--- Tasks for this exercise ---
a – In the blog post, who gave the keynote for the Battling Bullying Webinar?
b – Echo the blog post from "I also checked" to "and its sequels.".

*** Opening Given text ***

I feel terrible that I, yet again, started but didn't finish a Library Day In the Life week. So I'm going to get back to the latest one and sum things up a little.

Health issues were still affecting both my husband and me, so I did more reading while sitting in waiting rooms, mainly G. Kim Dority's Rethinking Information Work, plus catching up on some blogs. I really do want to be a public library person until they drag me kicking and screaming from the library, but I've done a variety of things with my library education and so there's no reason to not keep my options open while job hunting. Sometimes I forget just how many skills I have and if nothing else, it's like getting a little pep talk.

I also checked out a couple webinars. Because it was Anti-Bullying Week, School Library Journal sponsored a Battling Bullying Webinar with popular children's author James Howe as the keynote. I was really surprised to hear about his fight against bullying on behalf of his daughter and also when he chose to come out as a homosexual as an adult. He spoke with real candor and while I loved his Bunnicula books in 2nd grade, I am now going to have to check out The Misfits and its sequels.

*** Closing Given text ***
*** Opening Data to examine ***

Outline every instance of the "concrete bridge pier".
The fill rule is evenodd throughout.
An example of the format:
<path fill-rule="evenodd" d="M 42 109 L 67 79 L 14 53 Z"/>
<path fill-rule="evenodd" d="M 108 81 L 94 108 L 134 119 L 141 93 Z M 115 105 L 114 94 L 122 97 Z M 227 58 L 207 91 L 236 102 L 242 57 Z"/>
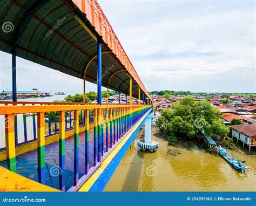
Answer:
<path fill-rule="evenodd" d="M 151 125 L 153 115 L 151 112 L 145 121 L 144 139 L 138 141 L 138 146 L 143 151 L 155 152 L 158 148 L 158 143 L 151 139 Z"/>

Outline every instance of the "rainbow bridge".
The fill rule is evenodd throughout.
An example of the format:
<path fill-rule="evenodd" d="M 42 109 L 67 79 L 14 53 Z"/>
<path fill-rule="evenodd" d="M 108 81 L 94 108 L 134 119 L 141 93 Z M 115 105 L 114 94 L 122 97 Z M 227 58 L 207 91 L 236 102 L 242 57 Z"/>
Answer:
<path fill-rule="evenodd" d="M 0 102 L 0 191 L 102 191 L 152 102 L 102 8 L 96 0 L 2 0 L 0 8 L 12 84 L 12 101 Z M 17 101 L 17 57 L 83 79 L 84 102 Z M 97 85 L 97 104 L 86 102 L 85 80 Z M 126 104 L 109 104 L 109 89 Z"/>

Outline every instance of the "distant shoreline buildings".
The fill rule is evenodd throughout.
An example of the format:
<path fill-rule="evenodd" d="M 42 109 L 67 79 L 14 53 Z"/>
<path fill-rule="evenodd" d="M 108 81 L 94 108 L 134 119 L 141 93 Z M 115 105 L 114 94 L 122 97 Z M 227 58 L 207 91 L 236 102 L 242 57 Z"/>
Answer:
<path fill-rule="evenodd" d="M 50 92 L 44 92 L 38 91 L 37 88 L 32 88 L 30 91 L 17 91 L 18 99 L 25 99 L 31 97 L 49 97 Z M 12 98 L 12 91 L 3 91 L 0 92 L 0 99 L 9 99 Z"/>

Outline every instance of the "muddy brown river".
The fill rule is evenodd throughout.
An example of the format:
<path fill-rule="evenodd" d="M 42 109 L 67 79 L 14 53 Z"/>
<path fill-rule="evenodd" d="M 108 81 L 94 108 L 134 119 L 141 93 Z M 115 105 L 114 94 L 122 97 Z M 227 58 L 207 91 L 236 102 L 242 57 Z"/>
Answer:
<path fill-rule="evenodd" d="M 157 152 L 139 150 L 137 141 L 128 149 L 104 191 L 256 191 L 256 157 L 229 152 L 237 160 L 246 160 L 246 174 L 235 170 L 219 155 L 193 141 L 168 146 L 160 138 Z M 172 151 L 175 156 L 167 154 Z"/>

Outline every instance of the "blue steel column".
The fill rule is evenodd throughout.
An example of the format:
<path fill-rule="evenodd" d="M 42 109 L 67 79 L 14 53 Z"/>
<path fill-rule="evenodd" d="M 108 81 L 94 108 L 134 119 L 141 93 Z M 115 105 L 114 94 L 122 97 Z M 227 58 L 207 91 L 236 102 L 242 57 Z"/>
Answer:
<path fill-rule="evenodd" d="M 12 101 L 17 101 L 16 56 L 14 53 L 12 54 L 11 63 Z M 17 122 L 17 114 L 15 114 L 14 116 L 14 136 L 15 139 L 15 145 L 18 144 L 18 126 Z"/>
<path fill-rule="evenodd" d="M 98 38 L 97 44 L 98 70 L 97 70 L 97 92 L 98 104 L 102 105 L 102 40 Z"/>
<path fill-rule="evenodd" d="M 12 55 L 12 101 L 17 101 L 16 56 Z"/>
<path fill-rule="evenodd" d="M 102 105 L 102 40 L 99 37 L 97 39 L 97 102 L 98 105 Z M 98 121 L 102 122 L 102 109 L 98 109 L 98 114 L 97 114 L 98 119 Z M 98 122 L 98 134 L 97 134 L 97 140 L 98 140 L 98 162 L 101 162 L 102 161 L 102 125 L 101 123 L 99 125 Z"/>

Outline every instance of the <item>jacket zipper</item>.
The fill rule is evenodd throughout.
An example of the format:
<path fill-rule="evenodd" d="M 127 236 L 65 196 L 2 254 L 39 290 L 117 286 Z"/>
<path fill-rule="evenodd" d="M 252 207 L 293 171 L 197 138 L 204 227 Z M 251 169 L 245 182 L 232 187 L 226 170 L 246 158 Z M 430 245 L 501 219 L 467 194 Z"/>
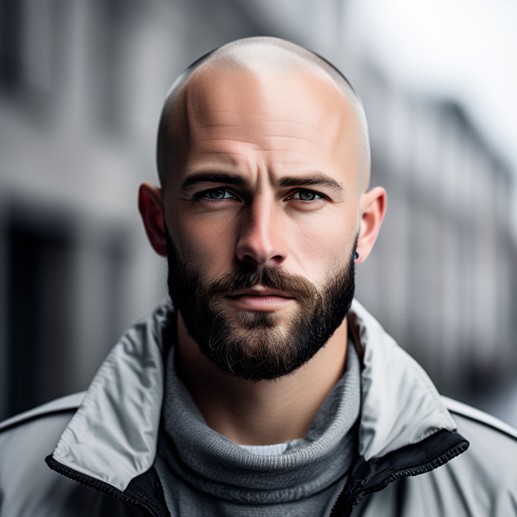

*** Closing Data to examine ***

--- Solutions for each task ---
a – Popular children's author James Howe.

b –
I also checked out a couple webinars. Because it was Anti-Bullying Week, School Library Journal sponsored a Battling Bullying Webinar with popular children's author James Howe as the keynote. I was really surprised to hear about his fight against bullying on behalf of his daughter and also when he chose to come out as a homosexual as an adult. He spoke with real candor and while I loved his Bunnicula books in 2nd grade, I am now going to have to check out The Misfits and its sequels.